── Document section
Friday, May 24, 2019

Cannes Day Ten






Only five films today rather than the usual six or seven as my day’s final screening turned out to be a collection of shorts rather than the Icelandic film “A White, White Day,” one of the Critics Week three award winners that had been scheduled to play along with the other two award winners at the Miramar in its final three time slots.  I, at least, got to see the other two.  They, as did every other film I saw today, featured a smoking scene at a moment of stress in the story.



The first of the day occurred when Xavier Dolan screams at his mother in “Matthias and Maxine,”  “you don’t have to smoke the moment you get up.”  Dolan clearly has mother issues.  This is his third film with extreme shouting matches between mother and son.  It’s not the thrust of the story this time, just a side story.  Rather the movie centers around Dolan and his best friend Matthias, who is now a married lawyer, despite having had a gay relationship with Dolan that is still simmering.  Dolan is on the verge of going off to Australia for two years.  As is Dolan’s signature, heated exchanges, snide comments and characters telling one another off lace the film from start to finish.  At a final farewell party everyone present is brought to stunned silence when Matthias lashes out at Dolan referring to him as “ink stain,” as the Dolan character is disfigured with a red Gorbachev-like blotch covering the right side of his face. This dialogue-laced story won’t expand Dolan’s audience, but those who appreciate his style won’t be disappointed.
────
── Data section
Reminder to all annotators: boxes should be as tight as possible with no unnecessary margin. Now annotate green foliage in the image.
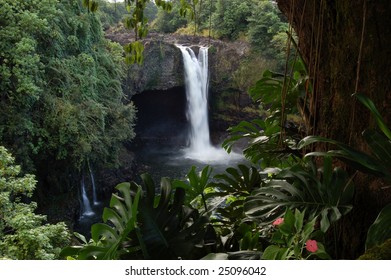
[0,146,70,260]
[262,209,330,260]
[358,238,391,260]
[212,0,254,40]
[152,0,187,33]
[62,174,208,259]
[0,0,135,170]
[365,203,391,251]
[248,1,288,58]
[298,94,391,180]
[222,61,308,168]
[244,157,354,232]
[61,183,141,260]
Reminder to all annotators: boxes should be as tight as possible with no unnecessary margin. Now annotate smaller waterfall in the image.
[81,175,95,217]
[88,165,99,205]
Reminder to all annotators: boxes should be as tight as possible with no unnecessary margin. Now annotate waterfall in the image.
[177,45,242,162]
[88,164,99,205]
[81,175,95,216]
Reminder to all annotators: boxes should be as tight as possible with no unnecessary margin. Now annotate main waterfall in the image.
[178,45,239,162]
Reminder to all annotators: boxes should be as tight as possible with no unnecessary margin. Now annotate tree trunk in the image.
[277,0,391,259]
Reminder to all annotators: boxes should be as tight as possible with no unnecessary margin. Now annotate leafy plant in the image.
[61,183,143,260]
[0,146,70,260]
[139,174,208,259]
[262,209,330,260]
[244,157,354,232]
[298,94,391,180]
[62,174,208,259]
[223,61,310,168]
[365,203,391,251]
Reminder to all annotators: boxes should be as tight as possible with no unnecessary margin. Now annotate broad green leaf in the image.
[365,203,391,250]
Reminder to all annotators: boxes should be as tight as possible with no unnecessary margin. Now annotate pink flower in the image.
[273,218,284,226]
[305,239,318,253]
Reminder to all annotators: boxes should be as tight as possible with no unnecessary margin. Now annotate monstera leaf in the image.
[244,157,354,232]
[139,174,208,259]
[61,183,141,260]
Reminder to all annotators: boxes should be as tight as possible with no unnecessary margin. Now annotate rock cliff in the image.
[106,30,250,96]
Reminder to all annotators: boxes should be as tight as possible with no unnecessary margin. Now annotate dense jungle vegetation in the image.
[0,0,391,259]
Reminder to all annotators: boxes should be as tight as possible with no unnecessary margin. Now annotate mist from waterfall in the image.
────
▶ [Requirements]:
**A.** Name every kind of dialogue that the Cannes Day Ten entry says runs through Dolan's film from start to finish.
**B.** Using the Cannes Day Ten entry, answer each of these briefly:
(i) How many films did the writer see on this day?
(ii) How long is the Dolan character about to spend in Australia?
(iii) What is Matthias's profession now?
**C.** Output, word for word, the part of the Cannes Day Ten entry that opens with the words containing "Friday, May 24, 2019" and closes with "in the story.".

▶ [Results]:
**A.**
- Heated exchanges
- Snide comments
- Characters telling one another off

**B.**
(i) Five
(ii) Two years
(iii) Lawyer

**C.**
Friday, May 24, 2019

Cannes Day Ten






Only five films today rather than the usual six or seven as my day’s final screening turned out to be a collection of shorts rather than the Icelandic film “A White, White Day,” one of the Critics Week three award winners that had been scheduled to play along with the other two award winners at the Miramar in its final three time slots.  I, at least, got to see the other two.  They, as did every other film I saw today, featured a smoking scene at a moment of stress in the story.